**Description of the task:** Can you copy each of the items below line for line, without changing a single character?

**Available records:**
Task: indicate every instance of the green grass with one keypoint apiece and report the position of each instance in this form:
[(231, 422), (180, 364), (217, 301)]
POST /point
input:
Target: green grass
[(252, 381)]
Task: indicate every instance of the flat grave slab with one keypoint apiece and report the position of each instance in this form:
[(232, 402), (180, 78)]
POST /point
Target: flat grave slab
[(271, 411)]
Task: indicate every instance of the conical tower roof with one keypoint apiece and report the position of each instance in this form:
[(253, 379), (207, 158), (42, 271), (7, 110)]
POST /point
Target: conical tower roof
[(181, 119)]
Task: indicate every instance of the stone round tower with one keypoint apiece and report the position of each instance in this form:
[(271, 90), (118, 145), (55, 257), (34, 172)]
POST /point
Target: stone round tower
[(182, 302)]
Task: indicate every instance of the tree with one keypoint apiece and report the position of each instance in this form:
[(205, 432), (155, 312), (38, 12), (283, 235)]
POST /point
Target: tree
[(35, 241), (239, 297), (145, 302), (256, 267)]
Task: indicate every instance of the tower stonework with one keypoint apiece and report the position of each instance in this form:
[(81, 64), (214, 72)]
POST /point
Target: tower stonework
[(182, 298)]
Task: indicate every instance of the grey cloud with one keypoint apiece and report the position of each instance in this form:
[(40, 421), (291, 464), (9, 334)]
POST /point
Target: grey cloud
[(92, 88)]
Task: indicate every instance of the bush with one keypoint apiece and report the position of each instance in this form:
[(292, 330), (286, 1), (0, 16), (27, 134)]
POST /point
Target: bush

**Answer to this task:**
Task: indicate every instance of the green grass with one keypoint apiece and report the position of each instance in this form:
[(231, 422), (180, 364), (217, 301)]
POST /point
input:
Target: green grass
[(252, 381)]
Task: indicate every instance of the flat grave slab with one keypoint apiece and report the position of each instance in this form:
[(232, 402), (180, 78)]
POST /point
Target: flat grave slab
[(271, 411)]
Task: indicate every instance of the conical tower roof with one keypoint apiece and report the position of each instance in this form:
[(253, 379), (207, 158), (42, 271), (7, 110)]
POST /point
Target: conical tower roof
[(181, 119)]
Task: indicate every instance of the stone round tower with one keypoint apiece and report the position of each instance in this form:
[(271, 90), (118, 145), (55, 257), (34, 172)]
POST /point
Target: stone round tower
[(182, 302)]
Task: indicate every instance of the tree with one keypoint apiece and report the position of each instance in this form:
[(205, 432), (155, 312), (38, 12), (283, 235)]
POST /point
Target: tree
[(35, 241), (239, 297), (145, 302), (256, 267)]
Task: indicate every instance of the tower stonework with one keypoint apiece and report the position of each instance in this form:
[(81, 64), (214, 72)]
POST /point
Target: tower stonework
[(182, 298)]
Task: indicate every instance of the grey cloud with one keypoint apiece and report the position of each instance in this form:
[(40, 421), (291, 464), (9, 334)]
POST /point
Target: grey cloud
[(92, 88)]
Task: indicate every instance of the bush with one keypoint apiece and report the position of each instance in this form:
[(292, 330), (286, 1), (0, 16), (27, 134)]
POST /point
Target: bush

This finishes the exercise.